→ **Written exercise**
List every line of the data that contains the string "texture", copying each such line in full.

→ **Information shown**
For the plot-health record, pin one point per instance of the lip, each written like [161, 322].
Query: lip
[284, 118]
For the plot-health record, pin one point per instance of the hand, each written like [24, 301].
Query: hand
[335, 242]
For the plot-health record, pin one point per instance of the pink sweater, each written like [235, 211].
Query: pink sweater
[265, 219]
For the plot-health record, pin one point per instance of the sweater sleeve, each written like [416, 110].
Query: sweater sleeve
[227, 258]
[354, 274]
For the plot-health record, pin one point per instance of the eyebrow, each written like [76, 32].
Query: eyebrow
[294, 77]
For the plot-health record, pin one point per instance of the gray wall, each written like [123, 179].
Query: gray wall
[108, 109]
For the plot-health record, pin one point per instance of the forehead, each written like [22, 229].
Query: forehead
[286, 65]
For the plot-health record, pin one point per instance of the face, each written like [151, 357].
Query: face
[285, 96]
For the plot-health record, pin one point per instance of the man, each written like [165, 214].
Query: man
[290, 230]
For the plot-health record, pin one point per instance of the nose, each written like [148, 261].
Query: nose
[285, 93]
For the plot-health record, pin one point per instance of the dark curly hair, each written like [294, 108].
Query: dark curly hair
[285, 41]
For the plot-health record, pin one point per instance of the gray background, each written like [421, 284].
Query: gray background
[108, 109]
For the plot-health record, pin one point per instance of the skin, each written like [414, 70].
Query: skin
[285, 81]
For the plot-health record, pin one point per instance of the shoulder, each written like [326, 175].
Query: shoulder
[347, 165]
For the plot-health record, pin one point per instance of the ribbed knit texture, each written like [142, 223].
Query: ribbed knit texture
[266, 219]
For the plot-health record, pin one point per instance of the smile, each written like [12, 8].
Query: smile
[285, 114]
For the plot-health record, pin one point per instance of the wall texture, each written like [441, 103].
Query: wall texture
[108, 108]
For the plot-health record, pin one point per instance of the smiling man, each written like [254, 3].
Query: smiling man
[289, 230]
==
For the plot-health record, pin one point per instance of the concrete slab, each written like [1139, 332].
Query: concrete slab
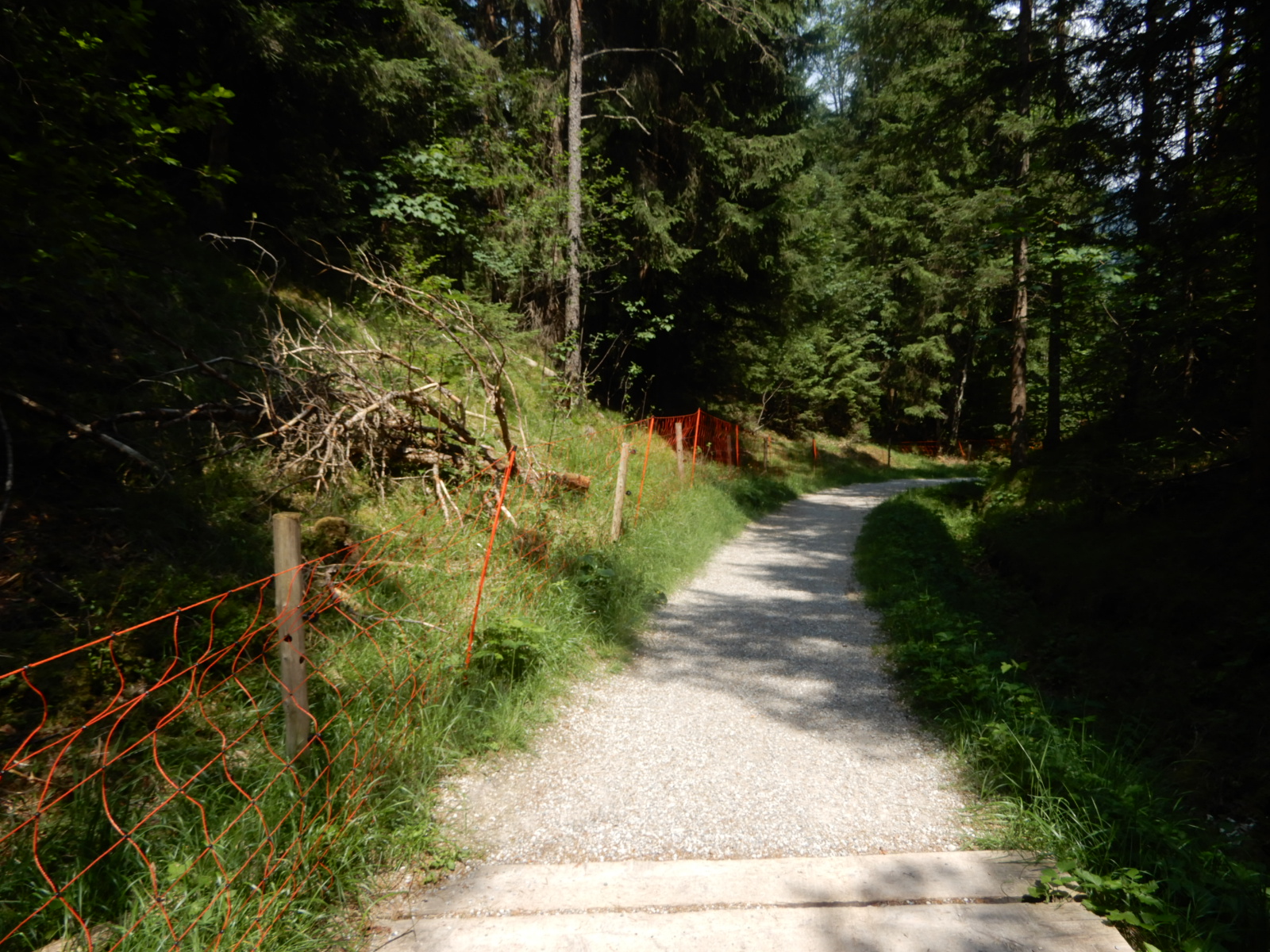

→ **Correct result**
For the plot-health record, pin one point per instance of the ribbed knit texture, each written like [142, 223].
Query: ribbed knit texture
For the plot-health record, pin one point per instance of the wall texture, each written like [441, 103].
Query: wall texture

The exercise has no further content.